* [Direction]: What is needed is an exact copy of the entries below, from the line that contains "the yellow corrugated" through the final line, both included, and nothing else.

* [Supplied records]:

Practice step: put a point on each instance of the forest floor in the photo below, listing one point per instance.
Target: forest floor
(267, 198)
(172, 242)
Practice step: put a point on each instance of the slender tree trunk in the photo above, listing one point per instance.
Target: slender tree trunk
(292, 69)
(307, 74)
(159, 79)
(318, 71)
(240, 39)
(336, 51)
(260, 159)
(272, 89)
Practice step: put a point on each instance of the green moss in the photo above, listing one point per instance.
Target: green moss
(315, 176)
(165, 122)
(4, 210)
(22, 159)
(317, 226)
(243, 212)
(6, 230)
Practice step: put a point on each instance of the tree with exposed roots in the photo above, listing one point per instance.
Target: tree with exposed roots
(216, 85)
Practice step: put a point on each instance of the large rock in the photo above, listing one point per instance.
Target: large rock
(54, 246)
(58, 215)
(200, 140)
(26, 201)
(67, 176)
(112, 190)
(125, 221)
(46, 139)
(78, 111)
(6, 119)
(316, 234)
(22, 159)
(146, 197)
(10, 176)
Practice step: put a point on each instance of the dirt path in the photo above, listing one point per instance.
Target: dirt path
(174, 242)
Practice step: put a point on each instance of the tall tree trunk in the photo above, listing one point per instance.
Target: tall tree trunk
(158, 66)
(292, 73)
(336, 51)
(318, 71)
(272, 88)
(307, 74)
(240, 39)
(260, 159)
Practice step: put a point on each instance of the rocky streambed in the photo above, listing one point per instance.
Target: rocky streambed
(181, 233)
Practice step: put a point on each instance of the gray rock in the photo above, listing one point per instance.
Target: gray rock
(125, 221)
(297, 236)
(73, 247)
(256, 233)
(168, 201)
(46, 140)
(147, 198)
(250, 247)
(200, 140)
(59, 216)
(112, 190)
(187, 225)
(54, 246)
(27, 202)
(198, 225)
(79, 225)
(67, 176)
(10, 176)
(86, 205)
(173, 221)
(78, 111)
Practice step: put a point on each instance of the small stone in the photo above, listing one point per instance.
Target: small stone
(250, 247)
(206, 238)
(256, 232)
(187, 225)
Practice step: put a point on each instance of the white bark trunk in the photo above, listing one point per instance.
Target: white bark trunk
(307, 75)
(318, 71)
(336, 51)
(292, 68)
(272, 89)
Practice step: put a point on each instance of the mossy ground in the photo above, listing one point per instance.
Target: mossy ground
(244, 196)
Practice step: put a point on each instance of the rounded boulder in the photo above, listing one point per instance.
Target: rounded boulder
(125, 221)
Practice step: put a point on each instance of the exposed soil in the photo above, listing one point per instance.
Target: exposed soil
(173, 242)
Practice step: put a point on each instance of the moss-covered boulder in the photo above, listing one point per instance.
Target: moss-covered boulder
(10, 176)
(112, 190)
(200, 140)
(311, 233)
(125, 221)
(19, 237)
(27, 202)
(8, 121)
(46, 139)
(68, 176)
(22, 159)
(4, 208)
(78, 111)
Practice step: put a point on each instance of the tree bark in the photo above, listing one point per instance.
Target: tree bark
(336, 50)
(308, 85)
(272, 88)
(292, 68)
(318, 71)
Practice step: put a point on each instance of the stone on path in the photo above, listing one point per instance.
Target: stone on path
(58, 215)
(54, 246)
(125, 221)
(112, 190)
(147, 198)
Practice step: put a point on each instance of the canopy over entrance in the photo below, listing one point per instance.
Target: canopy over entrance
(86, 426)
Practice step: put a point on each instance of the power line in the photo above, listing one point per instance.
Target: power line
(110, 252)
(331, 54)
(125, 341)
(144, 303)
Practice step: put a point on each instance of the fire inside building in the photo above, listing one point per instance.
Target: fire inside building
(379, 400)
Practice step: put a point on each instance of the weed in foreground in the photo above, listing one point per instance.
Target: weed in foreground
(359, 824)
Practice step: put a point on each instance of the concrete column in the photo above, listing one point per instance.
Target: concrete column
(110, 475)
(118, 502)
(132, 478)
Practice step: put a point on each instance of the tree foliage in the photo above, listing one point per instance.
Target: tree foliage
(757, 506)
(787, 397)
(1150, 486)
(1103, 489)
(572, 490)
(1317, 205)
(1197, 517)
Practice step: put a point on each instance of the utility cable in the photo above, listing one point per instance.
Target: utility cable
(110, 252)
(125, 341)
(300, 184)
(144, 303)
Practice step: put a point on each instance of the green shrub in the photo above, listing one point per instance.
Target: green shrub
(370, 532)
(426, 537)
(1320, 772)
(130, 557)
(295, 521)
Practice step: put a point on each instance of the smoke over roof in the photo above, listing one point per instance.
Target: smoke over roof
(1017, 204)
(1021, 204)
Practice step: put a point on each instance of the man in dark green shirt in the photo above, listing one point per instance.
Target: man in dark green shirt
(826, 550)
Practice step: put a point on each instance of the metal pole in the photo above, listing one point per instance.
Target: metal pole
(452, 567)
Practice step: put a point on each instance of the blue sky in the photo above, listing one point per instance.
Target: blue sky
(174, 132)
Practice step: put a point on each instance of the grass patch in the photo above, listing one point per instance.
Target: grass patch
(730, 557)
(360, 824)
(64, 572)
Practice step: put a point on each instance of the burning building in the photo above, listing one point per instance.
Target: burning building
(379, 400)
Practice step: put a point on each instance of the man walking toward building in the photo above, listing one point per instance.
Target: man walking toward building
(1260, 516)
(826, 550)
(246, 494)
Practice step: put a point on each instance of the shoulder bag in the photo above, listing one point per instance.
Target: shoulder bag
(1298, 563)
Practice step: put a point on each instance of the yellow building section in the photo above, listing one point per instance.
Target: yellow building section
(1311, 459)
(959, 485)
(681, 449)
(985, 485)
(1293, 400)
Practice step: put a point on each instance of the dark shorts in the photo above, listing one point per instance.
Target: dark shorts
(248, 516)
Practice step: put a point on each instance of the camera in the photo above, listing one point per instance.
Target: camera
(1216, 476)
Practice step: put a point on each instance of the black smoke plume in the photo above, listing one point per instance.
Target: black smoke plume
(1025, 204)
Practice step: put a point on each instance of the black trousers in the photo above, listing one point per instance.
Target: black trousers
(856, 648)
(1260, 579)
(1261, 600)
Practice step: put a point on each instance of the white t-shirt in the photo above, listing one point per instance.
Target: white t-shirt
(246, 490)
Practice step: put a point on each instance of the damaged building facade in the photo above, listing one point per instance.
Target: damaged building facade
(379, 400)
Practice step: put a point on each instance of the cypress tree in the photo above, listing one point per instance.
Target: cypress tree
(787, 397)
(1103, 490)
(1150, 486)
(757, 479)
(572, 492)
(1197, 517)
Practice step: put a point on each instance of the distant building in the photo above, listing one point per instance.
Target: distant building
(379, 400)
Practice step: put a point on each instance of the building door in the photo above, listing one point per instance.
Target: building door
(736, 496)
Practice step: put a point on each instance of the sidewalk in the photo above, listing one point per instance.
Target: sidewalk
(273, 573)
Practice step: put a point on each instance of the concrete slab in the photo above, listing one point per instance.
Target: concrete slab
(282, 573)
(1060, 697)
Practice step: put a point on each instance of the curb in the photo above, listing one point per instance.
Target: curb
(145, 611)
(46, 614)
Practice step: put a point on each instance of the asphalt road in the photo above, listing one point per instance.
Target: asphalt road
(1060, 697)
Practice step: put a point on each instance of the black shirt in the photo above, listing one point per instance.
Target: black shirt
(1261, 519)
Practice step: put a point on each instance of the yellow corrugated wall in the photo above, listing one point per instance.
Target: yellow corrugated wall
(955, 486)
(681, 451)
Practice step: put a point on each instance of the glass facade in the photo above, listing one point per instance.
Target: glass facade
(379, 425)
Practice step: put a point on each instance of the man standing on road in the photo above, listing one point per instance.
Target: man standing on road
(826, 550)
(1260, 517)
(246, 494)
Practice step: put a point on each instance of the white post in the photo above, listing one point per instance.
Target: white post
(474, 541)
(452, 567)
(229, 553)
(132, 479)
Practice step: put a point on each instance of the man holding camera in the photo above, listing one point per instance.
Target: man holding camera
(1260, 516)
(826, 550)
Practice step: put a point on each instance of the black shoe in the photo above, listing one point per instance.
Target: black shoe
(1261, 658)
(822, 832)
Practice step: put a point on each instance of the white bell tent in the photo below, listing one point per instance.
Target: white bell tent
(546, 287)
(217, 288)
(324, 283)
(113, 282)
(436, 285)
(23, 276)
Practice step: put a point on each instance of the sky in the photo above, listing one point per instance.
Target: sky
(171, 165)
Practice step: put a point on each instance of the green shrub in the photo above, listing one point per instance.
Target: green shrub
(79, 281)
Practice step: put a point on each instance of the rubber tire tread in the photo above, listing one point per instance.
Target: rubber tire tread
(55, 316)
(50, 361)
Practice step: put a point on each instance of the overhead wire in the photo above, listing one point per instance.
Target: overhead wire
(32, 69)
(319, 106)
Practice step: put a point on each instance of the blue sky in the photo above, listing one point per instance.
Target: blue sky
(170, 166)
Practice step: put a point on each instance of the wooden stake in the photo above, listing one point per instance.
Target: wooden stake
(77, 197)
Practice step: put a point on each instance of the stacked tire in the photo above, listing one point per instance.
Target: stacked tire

* [Result]:
Practice step: put a point on each instance of the yellow corrugated wall in the photo above, listing one point per instance.
Target: yellow corrugated wall
(955, 486)
(681, 451)
Practice step: put a point on each instance of the glass facade in the photo above, listing one point per instance.
Target: glass facade
(379, 425)
Practice step: put a point on each instance of the man standing on road in the photo above, listing one point per instance.
Target: man standing on road
(826, 550)
(1260, 517)
(246, 494)
Practice step: put a point on each instance of the white post in the photo above, listing one point per instance.
Target: white post
(474, 541)
(452, 567)
(229, 553)
(132, 479)
Practice step: put a point on each instance of the man holding camera in the photo above, listing one point per instance.
Target: man holding camera
(1260, 516)
(826, 550)
Practice step: put a point on each instance of the black shoe in the photo above, listing one point per instance.
Target: black shoe
(1261, 658)
(822, 832)
Practice step: put a point on each instance of the white bell tent in the photo below, listing one point per instance.
Target: white bell tent
(546, 287)
(217, 288)
(324, 283)
(113, 282)
(436, 285)
(23, 276)
Practice step: put a point on each instance of the sky in the photo above, listing one point per instance.
Target: sky
(171, 165)
Practice step: put a point on each instance of the green shrub in the photo above, listing one point per instance.
Target: green shrub
(79, 281)
Practice step: put a point on each instance of the rubber tire tread in the photo above, listing one point per instance.
Target: rubber tire tread
(55, 316)
(50, 361)
Practice step: put a point on each instance of the overhead wire in the photo above, listing one point per instance.
Target: overhead wire
(32, 69)
(319, 106)
Practice step: put a point on each instance of the blue sky in the photo above, listing one point per instance.
Target: blue sky
(170, 166)
Practice step: put a point on each instance of the wooden stake in the photo above, listing one point per instance.
Target: wooden stake
(77, 197)
Practice step: put a point on each instance of the stacked tire in the photo above, listing one point per instance.
Target: stacked tire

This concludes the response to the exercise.